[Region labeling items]

◇ ◇ ◇ ◇

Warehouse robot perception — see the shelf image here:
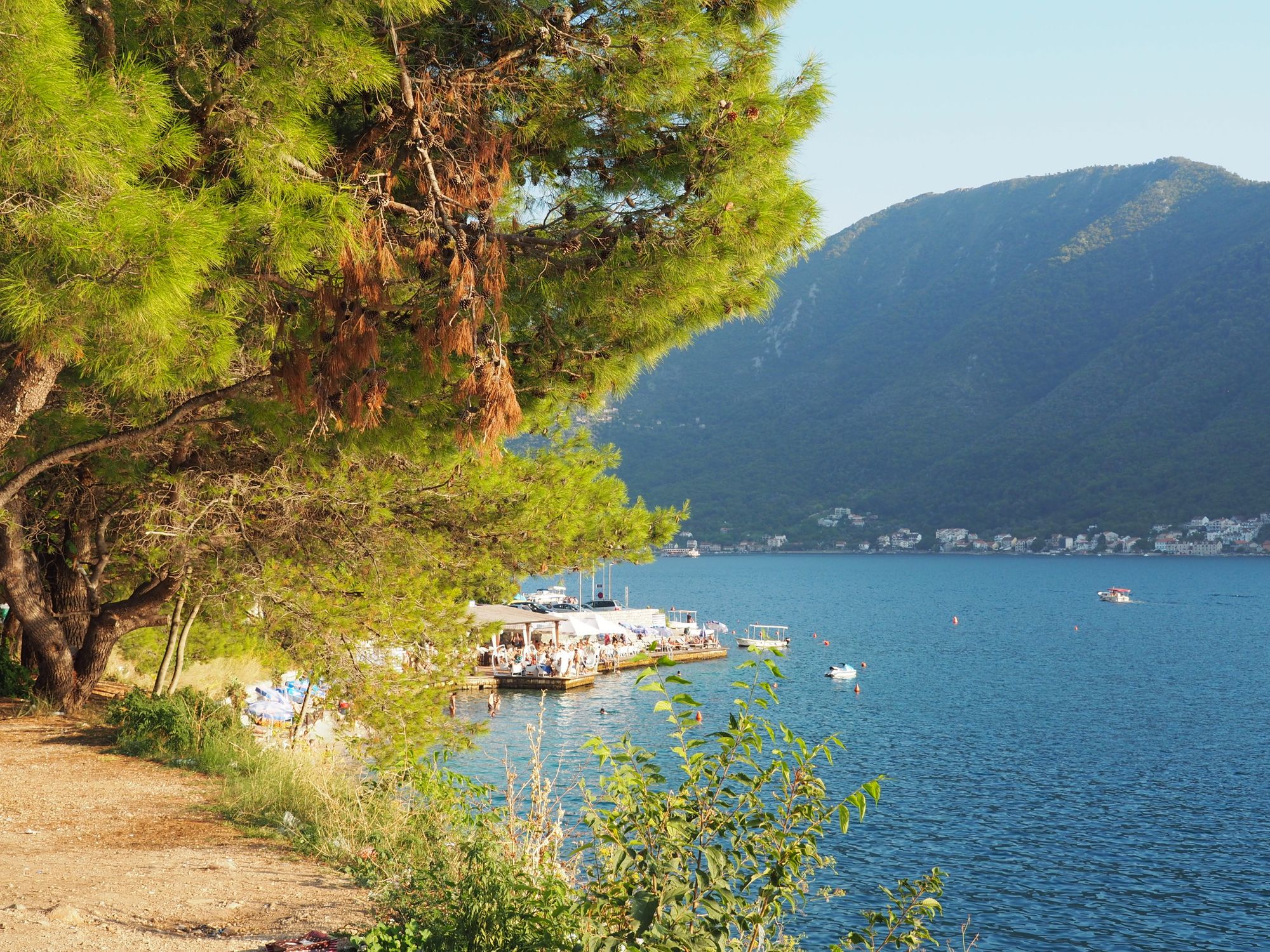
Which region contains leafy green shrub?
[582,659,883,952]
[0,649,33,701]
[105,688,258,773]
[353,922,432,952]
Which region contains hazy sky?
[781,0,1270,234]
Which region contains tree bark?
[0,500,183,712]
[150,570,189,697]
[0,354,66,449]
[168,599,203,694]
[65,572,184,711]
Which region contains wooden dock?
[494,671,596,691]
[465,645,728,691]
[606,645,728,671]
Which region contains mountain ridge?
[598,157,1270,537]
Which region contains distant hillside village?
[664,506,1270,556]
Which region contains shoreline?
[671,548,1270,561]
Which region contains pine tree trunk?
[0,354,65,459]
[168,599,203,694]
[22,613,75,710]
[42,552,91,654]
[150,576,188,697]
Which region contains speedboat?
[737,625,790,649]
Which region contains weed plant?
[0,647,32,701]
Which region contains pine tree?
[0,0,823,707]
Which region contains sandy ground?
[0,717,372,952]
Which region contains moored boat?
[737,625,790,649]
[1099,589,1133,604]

◇ ◇ ◇ ◇

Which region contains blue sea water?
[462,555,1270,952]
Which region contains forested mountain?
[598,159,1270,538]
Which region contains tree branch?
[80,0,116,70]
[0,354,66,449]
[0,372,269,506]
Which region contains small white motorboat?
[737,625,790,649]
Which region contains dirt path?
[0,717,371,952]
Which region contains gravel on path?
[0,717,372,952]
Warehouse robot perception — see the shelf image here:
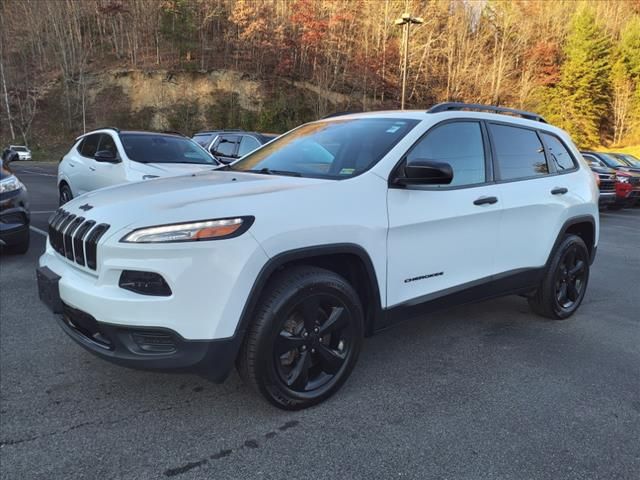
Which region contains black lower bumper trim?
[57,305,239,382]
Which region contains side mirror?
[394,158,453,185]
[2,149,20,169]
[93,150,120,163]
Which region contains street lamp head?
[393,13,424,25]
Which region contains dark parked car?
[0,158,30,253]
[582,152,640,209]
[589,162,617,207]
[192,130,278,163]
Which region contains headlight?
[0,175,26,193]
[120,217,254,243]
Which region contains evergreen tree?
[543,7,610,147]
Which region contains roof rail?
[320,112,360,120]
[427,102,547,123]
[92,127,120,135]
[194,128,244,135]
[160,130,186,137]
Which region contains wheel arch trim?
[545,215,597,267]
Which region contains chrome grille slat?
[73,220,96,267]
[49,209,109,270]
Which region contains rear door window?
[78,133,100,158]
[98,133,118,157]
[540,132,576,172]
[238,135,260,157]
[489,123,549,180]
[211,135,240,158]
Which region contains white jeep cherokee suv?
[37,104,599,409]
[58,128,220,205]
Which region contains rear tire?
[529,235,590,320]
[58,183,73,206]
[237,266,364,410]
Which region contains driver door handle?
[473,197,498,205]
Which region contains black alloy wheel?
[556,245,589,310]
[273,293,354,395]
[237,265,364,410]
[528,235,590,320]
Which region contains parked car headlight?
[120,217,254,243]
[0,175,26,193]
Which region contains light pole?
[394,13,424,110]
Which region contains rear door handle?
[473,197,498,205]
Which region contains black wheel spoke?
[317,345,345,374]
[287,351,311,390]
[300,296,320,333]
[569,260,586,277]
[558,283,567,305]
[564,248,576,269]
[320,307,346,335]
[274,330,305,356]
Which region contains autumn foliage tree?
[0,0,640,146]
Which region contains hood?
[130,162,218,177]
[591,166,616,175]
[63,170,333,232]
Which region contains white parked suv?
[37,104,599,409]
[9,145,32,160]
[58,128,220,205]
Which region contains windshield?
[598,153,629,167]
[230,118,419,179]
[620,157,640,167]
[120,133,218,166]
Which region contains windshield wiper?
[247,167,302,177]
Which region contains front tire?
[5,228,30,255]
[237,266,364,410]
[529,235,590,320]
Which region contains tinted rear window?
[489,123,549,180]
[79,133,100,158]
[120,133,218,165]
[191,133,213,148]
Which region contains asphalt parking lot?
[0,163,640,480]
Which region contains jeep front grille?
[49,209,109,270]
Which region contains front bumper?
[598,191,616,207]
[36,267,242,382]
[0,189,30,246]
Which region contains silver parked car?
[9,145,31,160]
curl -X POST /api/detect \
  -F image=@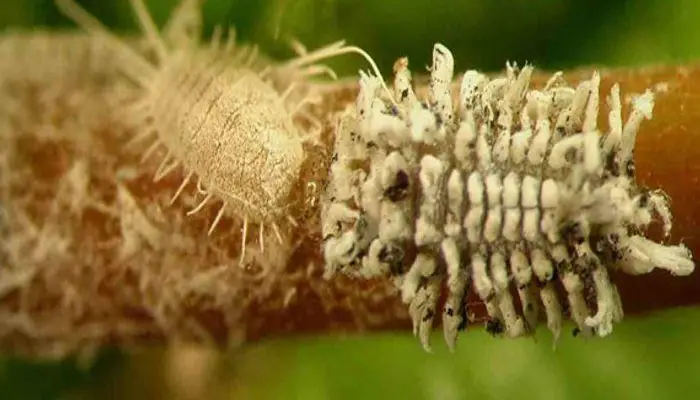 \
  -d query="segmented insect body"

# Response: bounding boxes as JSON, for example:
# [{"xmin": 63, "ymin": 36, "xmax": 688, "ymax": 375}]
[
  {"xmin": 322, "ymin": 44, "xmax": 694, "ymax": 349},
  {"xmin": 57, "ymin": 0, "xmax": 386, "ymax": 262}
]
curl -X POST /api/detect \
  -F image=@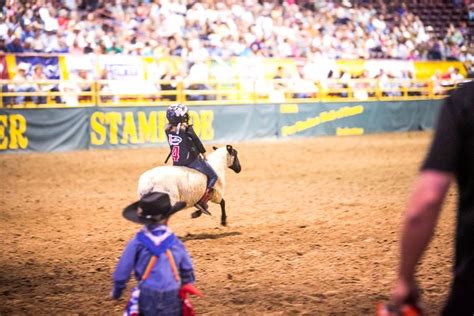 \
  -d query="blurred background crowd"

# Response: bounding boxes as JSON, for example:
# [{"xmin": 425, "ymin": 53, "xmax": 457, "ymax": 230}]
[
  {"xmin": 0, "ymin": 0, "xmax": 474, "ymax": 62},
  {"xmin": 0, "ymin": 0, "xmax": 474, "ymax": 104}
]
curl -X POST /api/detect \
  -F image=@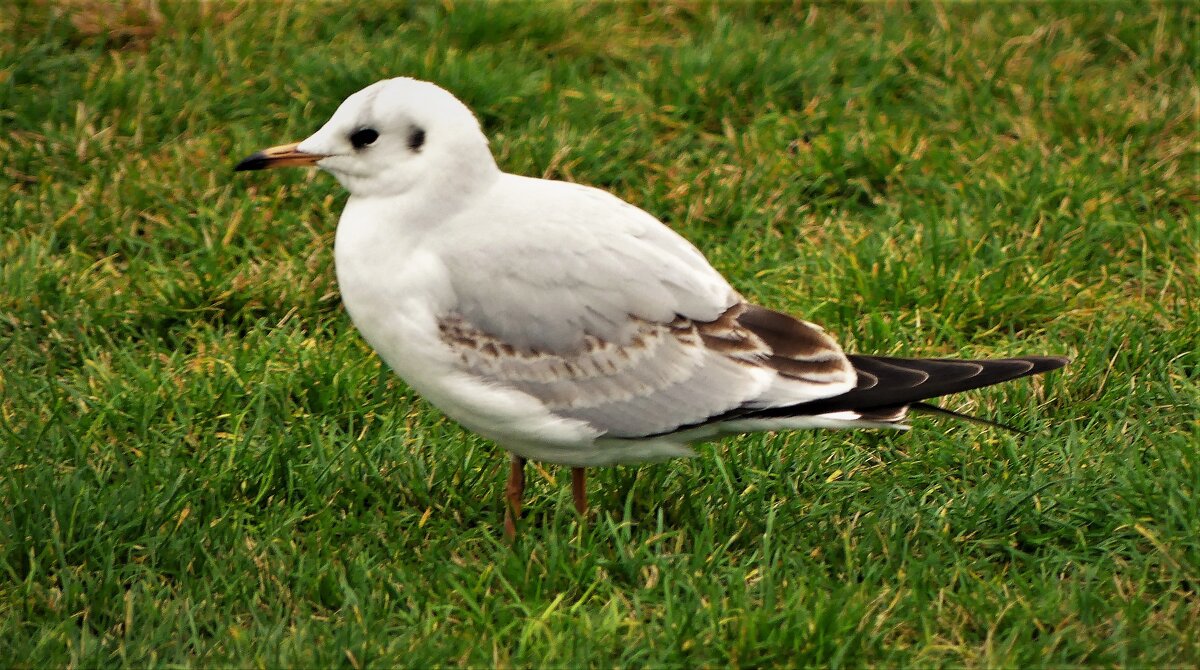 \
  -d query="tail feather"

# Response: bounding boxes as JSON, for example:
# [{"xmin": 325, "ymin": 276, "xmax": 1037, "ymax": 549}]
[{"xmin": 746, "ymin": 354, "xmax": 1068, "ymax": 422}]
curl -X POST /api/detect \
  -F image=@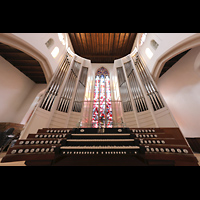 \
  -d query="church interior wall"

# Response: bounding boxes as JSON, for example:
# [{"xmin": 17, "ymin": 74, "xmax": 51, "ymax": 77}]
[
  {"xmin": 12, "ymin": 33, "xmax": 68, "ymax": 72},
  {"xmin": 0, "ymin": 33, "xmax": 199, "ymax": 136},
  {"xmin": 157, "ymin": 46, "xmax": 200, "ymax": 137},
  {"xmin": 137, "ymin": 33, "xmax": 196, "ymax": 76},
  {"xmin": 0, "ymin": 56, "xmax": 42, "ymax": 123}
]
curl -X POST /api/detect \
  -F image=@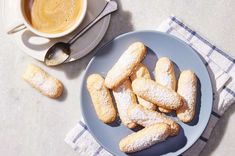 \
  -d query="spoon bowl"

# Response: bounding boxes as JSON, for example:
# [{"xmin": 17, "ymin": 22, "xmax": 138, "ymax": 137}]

◇ ◇ ◇ ◇

### [Stated task]
Reproduce every line of the items above verbatim, from the line containing "Which region contains mountain ridge?" down to the line containing "[671,548,1270,561]", both included.

### [Task answer]
Which region contains mountain ridge?
[598,157,1270,537]
Which region contains distant hillside village?
[664,506,1270,556]
Which region contains shoreline?
[671,548,1270,561]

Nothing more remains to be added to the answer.